[Extracted text]:
━━━━━━━━━━━━━━━━━━━━━━━━━━━━━━

Threshold Calibration

How many runs you need depends on the CV you measured and how tight a gate you want. The relationship is that the standard error of the median shrinks roughly with the square root of the run count, so doubling precision costs four times the runs. The matrix gives practical starting points by measured noise level.

Measured CV (raw) Runs for a stable median Recommended gate margin Notes
< 3% 3 median + 1.5σ Quiet dedicated runner
3–6% 5 median + 2σ Typical hosted runner with simulate
6–10% 7–9 median + 2.5σ Shared runner; fix environment first
> 10% n/a do not gate Environmental fault — diagnose before asserting

Keep a metric at warn while its CV is still above target and promote it to error only after the noise floor holds for two consecutive weeks of baselines, mirroring the promotion discipline in Percentile-Based Threshold Tuning. For the field-driven side of choosing the underlying target, see the staging-specific walkthrough in Reducing Lighthouse CI Variance in Staging.

CI Enforcement Snippet

This GitHub Actions job warms the target, runs five collections, and asserts against the median — the warm-up step removes the cold-cache outlier that otherwise dominates the first run.

name: Performance Gating
on:
  pull_request:
    branches: [main]

jobs:
  lighthouse-ci:
    runs-on: ubuntu-latest
    timeout-minutes: 20
    concurrency:
      group: lhci-${{ github.ref }}
      cancel-in-progress: true
    steps:
      - uses: actions/checkout@v4
      - uses: actions/setup-node@v4
        with:
          node-version: "20"
          cache: "npm"
      - run: npm ci
      - run: npm run build
      - name: Warm the target cache
        run: curl -s -o /dev/null https://staging.example.com/ || true
      - name: Run Lighthouse CI (5 runs, median)
        run: npx lhci autorun
        env:
          LHCI_TOKEN: ${{ secrets.LHCI_TOKEN }}
      - name: Upload reports
        if: always()
        uses: actions/upload-artifact@v4
        with:
          name: lighthouse-reports
          path: .lighthouseci/

When a residual breach is still ambiguous after five runs, decide whether it is real before failing the build using Statistical Significance Testing for Noisy CI, and route confirmed shifts into your trend store via Automated Regression Detection.

Troubleshooting & Edge Cases

  • One run is always 2× slower than the rest → it is the cold-cache first run; warm the target with a curl before lhci collect or discard the first sample explicitly.
  • CV good locally, terrible in CI → the runner is the noise source; switch from provided/devtools throttling to simulate, which does not depend on real bandwidth.
  • LCP stable but TBT swings wildly → CPU contention from a noisy neighbour; isolate to a dedicated runner or container with a guaranteed CPU quota.
  • Variance crept up after a dependency bump → an unpinned Chromium or Lighthouse version changed scoring; pin both in the lockfile and rebuild the baseline.
  • Median still drifts week to week with no code change → real baseline movement, not noise; recalibrate against your historical store rather than widening tolerances.
  • Background networking spikes late runs → add --disable-background-networking and --disable-sync to chromeFlags.

━━━━━━━━━━━━━━━━━━━━━━━━━━━━━━

[Dataset content]:

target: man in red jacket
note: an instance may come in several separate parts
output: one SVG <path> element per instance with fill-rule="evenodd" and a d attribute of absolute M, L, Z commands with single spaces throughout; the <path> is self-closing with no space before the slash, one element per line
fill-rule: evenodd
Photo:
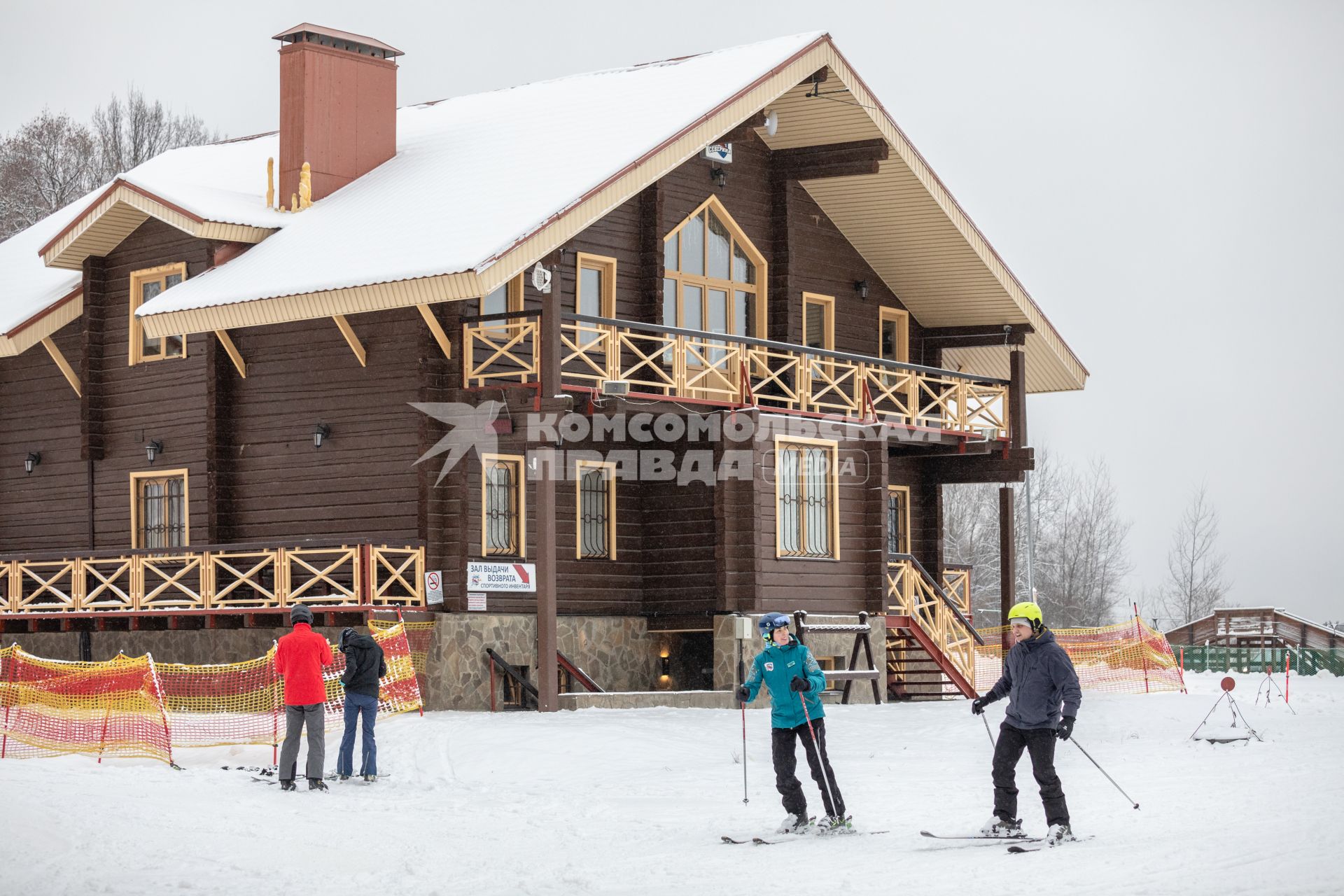
<path fill-rule="evenodd" d="M 285 743 L 280 748 L 280 789 L 296 790 L 298 736 L 308 725 L 308 789 L 327 790 L 323 764 L 327 752 L 327 727 L 323 703 L 327 685 L 323 666 L 332 664 L 332 646 L 313 631 L 313 611 L 296 604 L 289 611 L 294 630 L 276 647 L 276 672 L 285 678 Z"/>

━━━━━━━━━━━━━━━━━━━━━━━━━━━━━━

[What the exercise asks]:
Please answer these three questions from the threshold calibration text above:
1. According to the matrix, how many runs does a measured CV of 3–6% need for a stable median?
2. Which URL does the "Warm the target cache" step request?
3. Which two flags should be added to chromeFlags when background networking spikes late runs?

[Response below]:
1. 5 runs.
2. https://staging.example.com/
3. --disable-background-networking and --disable-sync.